--- About this exercise ---
The answer must consist of the entire listing, repeated exactly.

(Records for this exercise begins)

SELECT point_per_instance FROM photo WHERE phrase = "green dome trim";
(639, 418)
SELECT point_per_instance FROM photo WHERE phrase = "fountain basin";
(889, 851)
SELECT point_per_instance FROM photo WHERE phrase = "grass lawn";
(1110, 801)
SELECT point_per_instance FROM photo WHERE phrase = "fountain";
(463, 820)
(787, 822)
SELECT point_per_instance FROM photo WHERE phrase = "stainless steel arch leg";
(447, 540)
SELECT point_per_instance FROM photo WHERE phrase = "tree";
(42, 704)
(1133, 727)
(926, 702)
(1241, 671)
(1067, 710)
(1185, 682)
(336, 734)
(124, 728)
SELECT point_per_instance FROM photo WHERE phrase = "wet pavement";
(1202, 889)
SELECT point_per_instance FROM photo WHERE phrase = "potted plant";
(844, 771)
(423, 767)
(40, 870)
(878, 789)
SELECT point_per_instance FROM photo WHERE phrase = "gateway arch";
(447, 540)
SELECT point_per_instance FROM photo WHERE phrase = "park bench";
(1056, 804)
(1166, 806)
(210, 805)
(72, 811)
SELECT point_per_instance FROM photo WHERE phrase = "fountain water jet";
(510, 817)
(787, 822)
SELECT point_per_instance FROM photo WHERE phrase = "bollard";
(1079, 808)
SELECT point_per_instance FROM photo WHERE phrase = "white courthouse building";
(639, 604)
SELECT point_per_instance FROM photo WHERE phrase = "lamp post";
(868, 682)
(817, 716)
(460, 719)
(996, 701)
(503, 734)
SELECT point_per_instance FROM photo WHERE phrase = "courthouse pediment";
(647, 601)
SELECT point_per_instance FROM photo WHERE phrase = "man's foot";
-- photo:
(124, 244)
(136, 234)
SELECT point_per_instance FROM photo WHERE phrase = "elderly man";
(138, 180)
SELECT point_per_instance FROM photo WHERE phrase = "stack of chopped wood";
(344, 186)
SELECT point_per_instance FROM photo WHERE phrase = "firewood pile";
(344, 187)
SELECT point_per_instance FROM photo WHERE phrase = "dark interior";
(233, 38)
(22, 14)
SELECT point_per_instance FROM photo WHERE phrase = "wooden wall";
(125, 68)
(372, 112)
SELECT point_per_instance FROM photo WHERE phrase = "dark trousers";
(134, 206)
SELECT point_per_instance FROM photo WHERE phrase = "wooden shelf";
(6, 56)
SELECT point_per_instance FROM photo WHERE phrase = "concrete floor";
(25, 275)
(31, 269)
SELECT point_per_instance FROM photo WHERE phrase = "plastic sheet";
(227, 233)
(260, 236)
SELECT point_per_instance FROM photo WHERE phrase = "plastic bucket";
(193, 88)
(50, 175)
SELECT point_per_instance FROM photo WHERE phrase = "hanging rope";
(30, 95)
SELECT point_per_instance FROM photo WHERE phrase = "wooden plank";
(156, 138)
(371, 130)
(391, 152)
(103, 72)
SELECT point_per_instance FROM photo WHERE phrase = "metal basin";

(Records for this exercise ends)

--- Response to the task ---
SELECT point_per_instance FROM photo WHERE phrase = "green dome trim";
(639, 418)
SELECT point_per_instance FROM photo WHERE phrase = "fountain basin";
(889, 851)
SELECT point_per_instance FROM photo WHERE phrase = "grass lawn";
(1110, 801)
SELECT point_per_instance FROM photo WHERE phrase = "fountain";
(463, 820)
(787, 822)
SELECT point_per_instance FROM photo WHERE phrase = "stainless steel arch leg";
(447, 540)
SELECT point_per_instance FROM photo WHERE phrase = "tree";
(42, 704)
(1133, 727)
(926, 702)
(1241, 671)
(1067, 710)
(1185, 682)
(336, 734)
(124, 728)
SELECT point_per_instance FROM photo WHERE phrase = "wet pavement";
(1202, 889)
SELECT point_per_instance FROM photo WHERE phrase = "potted plant";
(844, 771)
(423, 767)
(40, 870)
(878, 789)
SELECT point_per_instance FROM photo WHERE phrase = "gateway arch";
(447, 540)
SELECT point_per_instance FROM photo WHERE phrase = "park bench";
(1056, 804)
(1166, 806)
(210, 805)
(72, 811)
SELECT point_per_instance FROM photo WHERE phrase = "fountain water jet";
(510, 817)
(787, 822)
SELECT point_per_instance FROM photo WHERE phrase = "bollard";
(1079, 808)
SELECT point_per_instance FROM photo WHERE phrase = "white courthouse building";
(639, 604)
SELECT point_per_instance FROM photo WHERE phrase = "lamp post";
(868, 682)
(817, 716)
(460, 719)
(996, 701)
(503, 734)
SELECT point_per_instance FROM photo WHERE phrase = "courthouse pediment";
(647, 601)
SELECT point_per_instance FROM photo WHERE phrase = "man's foot";
-- photo:
(124, 244)
(136, 234)
SELECT point_per_instance FROM photo WHERE phrase = "elderly man";
(138, 180)
SELECT point_per_instance FROM photo WHERE phrase = "stack of chopped wood";
(344, 186)
SELECT point_per_instance FROM photo WHERE phrase = "firewood pile";
(344, 187)
SELECT point_per_instance FROM photo WHERE phrase = "dark interior";
(233, 38)
(22, 14)
SELECT point_per_instance FROM photo WHERE phrase = "wooden wall";
(125, 68)
(372, 112)
SELECT point_per_instance FROM photo WHERE phrase = "dark trousers";
(134, 206)
SELECT point_per_instance FROM photo WHERE phrase = "wooden shelf";
(6, 56)
SELECT point_per_instance FROM photo WHERE phrase = "concrete floor";
(25, 275)
(31, 269)
SELECT point_per_instance FROM photo WHERE phrase = "plastic sheet";
(227, 233)
(260, 236)
SELECT point_per_instance FROM photo WHERE phrase = "plastic bucket";
(193, 88)
(50, 175)
SELECT point_per_instance FROM photo WHERE phrase = "hanging rope";
(30, 95)
SELECT point_per_instance FROM photo WHERE phrase = "wooden plank";
(156, 138)
(371, 130)
(391, 152)
(103, 72)
SELECT point_per_instance FROM photo WHERE phrase = "metal basin";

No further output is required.